(Position identification records)
»»

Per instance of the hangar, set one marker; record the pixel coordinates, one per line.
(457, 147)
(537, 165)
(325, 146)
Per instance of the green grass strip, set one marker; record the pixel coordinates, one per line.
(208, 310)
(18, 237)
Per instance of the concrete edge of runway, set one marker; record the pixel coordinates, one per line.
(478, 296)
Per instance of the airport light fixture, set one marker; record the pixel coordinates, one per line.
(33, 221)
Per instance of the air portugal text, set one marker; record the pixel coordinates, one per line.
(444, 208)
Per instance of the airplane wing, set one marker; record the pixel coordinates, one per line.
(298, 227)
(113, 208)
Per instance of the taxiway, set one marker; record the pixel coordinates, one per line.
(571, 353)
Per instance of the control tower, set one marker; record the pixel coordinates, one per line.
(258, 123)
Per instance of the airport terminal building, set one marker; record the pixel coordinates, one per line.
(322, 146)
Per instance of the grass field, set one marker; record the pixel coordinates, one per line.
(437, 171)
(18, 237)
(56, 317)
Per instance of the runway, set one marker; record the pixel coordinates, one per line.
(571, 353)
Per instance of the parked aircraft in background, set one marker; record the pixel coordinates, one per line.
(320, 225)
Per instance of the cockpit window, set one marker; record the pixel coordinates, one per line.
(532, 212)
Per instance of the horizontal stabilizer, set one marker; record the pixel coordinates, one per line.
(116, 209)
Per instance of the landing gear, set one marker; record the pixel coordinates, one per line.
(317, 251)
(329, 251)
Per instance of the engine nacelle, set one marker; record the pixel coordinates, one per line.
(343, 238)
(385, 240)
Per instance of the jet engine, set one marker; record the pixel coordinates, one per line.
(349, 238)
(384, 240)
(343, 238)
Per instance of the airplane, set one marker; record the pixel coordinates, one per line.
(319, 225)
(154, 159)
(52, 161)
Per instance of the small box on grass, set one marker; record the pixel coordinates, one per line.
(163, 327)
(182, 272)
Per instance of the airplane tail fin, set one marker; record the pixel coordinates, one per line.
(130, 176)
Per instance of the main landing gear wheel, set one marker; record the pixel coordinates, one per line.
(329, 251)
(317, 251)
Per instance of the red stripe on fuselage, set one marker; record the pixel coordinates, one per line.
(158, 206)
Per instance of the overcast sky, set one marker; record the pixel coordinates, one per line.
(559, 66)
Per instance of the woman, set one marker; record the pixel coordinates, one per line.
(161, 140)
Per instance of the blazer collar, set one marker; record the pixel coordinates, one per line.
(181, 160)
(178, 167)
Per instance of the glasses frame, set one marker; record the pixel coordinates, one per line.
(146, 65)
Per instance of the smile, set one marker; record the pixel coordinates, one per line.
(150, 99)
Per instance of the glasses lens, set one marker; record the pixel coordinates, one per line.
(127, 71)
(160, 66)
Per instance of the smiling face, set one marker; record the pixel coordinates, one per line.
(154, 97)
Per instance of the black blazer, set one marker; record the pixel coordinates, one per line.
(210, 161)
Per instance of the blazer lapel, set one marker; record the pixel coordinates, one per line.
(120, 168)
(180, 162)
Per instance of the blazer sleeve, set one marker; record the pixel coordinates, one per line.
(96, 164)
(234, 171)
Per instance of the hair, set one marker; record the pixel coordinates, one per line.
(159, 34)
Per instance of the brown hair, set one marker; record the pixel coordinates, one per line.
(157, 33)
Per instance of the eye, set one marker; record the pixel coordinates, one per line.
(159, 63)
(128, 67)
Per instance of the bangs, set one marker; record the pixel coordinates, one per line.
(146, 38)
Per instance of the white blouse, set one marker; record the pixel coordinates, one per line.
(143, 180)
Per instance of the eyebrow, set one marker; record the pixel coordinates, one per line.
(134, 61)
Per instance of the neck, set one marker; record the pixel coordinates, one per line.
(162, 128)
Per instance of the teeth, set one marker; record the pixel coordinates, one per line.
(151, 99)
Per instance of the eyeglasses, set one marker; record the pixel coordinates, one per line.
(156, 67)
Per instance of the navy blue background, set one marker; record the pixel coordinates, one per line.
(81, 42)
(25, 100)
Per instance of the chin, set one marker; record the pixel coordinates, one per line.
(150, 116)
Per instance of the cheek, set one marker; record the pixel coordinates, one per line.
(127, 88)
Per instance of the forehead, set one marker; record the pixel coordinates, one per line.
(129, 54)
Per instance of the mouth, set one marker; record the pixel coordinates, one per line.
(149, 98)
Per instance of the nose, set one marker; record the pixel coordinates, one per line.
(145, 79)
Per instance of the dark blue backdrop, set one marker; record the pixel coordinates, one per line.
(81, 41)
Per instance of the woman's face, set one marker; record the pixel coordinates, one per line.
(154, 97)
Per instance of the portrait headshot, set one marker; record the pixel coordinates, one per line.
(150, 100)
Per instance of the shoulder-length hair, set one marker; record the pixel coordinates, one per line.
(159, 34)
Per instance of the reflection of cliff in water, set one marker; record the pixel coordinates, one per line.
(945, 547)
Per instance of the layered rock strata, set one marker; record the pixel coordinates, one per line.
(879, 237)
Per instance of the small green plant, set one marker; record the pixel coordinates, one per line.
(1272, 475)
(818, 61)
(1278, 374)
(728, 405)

««

### EXERCISE INSTRUCTIONS
Write out every record, exactly as written.

### CORRECT ANSWER
Per instance of the hangar, set one marker; record the pixel coordinates, one per line.
(457, 147)
(537, 165)
(325, 146)
Per instance of the green grass strip, set one marker; record the pixel coordinates, one per line.
(208, 310)
(18, 237)
Per instance of the concrete edge of runway, set one marker; record the pixel coordinates, one per line.
(478, 296)
Per instance of the airport light fixture, set one marker; record the pixel coordinates, one per line.
(33, 221)
Per instance of the air portugal text, set one marker; record the pixel coordinates, one per line.
(444, 208)
Per instance of the airplane wing, set one marker; record the pixel coordinates, one per line.
(298, 227)
(113, 208)
Per instance of the taxiway, set one marker; record the pixel coordinates, one per line.
(571, 353)
Per instance of the control tower, set one marker; record the pixel coordinates, one per line.
(258, 123)
Per instance of the airport terminal building, set one marker; record the pixel coordinates, one per line.
(322, 146)
Per instance of the grass field, set one marker; record the pixel coordinates, one per line.
(437, 171)
(18, 237)
(56, 317)
Per instance of the runway, set one marker; record the pixel coordinates, one per line.
(571, 353)
Per instance of the parked aircraft in background, set one marker; record the pixel coordinates, one per line.
(320, 225)
Per instance of the cockpit window, set one marker; record the pixel coordinates, one per line.
(532, 212)
Per instance of the horizontal stabilizer, set one marker; record the pixel coordinates, one per line.
(116, 209)
Per instance of the landing gear, set one marker; record the pixel coordinates, one per line.
(317, 251)
(329, 251)
Per instance of the engine nacelle, set one marker; record the pixel coordinates, one per line.
(343, 238)
(385, 240)
Per instance of the jet engine, set one marker; record the pixel coordinates, one per line.
(349, 238)
(384, 240)
(343, 238)
Per instance of the airplane, set one marker; record the pixel coordinates, one per line.
(319, 225)
(154, 159)
(52, 161)
Per instance of the small box on grass, set one marker; record the pixel coordinates, one per line.
(163, 327)
(182, 272)
Per instance of the airplane tail fin, set one marker; record the pixel coordinates, one per line.
(130, 176)
Per instance of the main landing gear wheel, set one marker; record the pixel coordinates, one per line.
(329, 251)
(317, 251)
Per instance of the red stripe on fuselage, set one marker; record the pixel coordinates, one per line.
(158, 206)
Per instance of the overcast sky, set one marker; record the pixel coordinates, one per line.
(559, 66)
Per instance of the woman, set one marker; record the pixel coordinates, one per line.
(161, 140)
Per instance of the blazer collar, set one marker; record the pixel coordinates, one per line.
(181, 160)
(178, 167)
Per instance of the glasses frame, set one marker; record the pixel coordinates, one per line.
(146, 65)
Per instance of the smile, set one marker; record the pixel coordinates, one per line.
(150, 99)
Per instance of the glasses lens, set one marker; record the pixel coordinates, one per line.
(127, 71)
(160, 66)
Per instance of the smiling face, set one marker; record the pixel coordinates, one per line.
(154, 97)
Per instance of the black blazer, set one marker; record the pixel coordinates, one per line.
(210, 161)
Per instance of the blazer lapel, set one marker; record the pixel coordinates, one per line.
(120, 168)
(180, 162)
Per instance of the blazer sleeve, set one marker; record the pixel coordinates, one per line.
(96, 164)
(234, 171)
Per instance of the hair, set one marker; record the pixel coordinates, one per line.
(159, 34)
Per instance of the brown hair, set one marker; record the pixel coordinates, one per line.
(157, 33)
Per instance of the eye, set one marker; record the pixel coordinates, one per line.
(159, 63)
(128, 67)
Per instance of the bangs, set one marker; record the pixel coordinates, one per line.
(146, 38)
Per instance of the white blouse, set one marker; record the pixel coordinates, one per line.
(143, 180)
Per instance of the eyebrow, set one marker; record the pixel coordinates, one per line.
(134, 61)
Per instance of the neck, set one marker; record the pixel coordinates, one per line.
(162, 128)
Per instance of the teeth, set one marker; record the pixel coordinates, one per line.
(151, 99)
Per instance of the eyeglasses, set one marker; record the pixel coordinates, one per line.
(156, 67)
Per instance of the navy blue background, set one marker; record the pixel coordinates, one per line.
(81, 42)
(25, 100)
Per instance of the chin, set one marker; record the pixel coordinates, one per line.
(150, 116)
Per instance of the cheek, set one marker; record the pixel coordinates, one per line.
(127, 88)
Per instance of the forehead, set one marker; record the pixel coordinates, one per line.
(129, 54)
Per instance of the mouth, set one marker; record the pixel coordinates, one per line.
(149, 98)
Per instance of the nose, set one marker; record the pixel coordinates, one per line.
(145, 79)
Per instance of the dark blue backdrop, set one marker; record the pixel coordinates, one per line.
(81, 41)
Per instance of the woman's face, set one marker; record the pixel coordinates, one per line.
(154, 97)
Per instance of the portrait headshot, set one marker; record the pixel coordinates, one per line.
(150, 100)
Per instance of the shoulder-length hair, set one marker; record the pixel coordinates, one per line.
(159, 34)
Per instance of the reflection of cliff in water, set one marker; record the pixel coordinates, one per line.
(945, 547)
Per instance of the layered rock strata, set one marker; record the pixel coordinates, one per line.
(879, 237)
Per instance of the small green plant, set one marker; record the pixel coordinates, one per line.
(1272, 475)
(818, 61)
(1278, 374)
(728, 405)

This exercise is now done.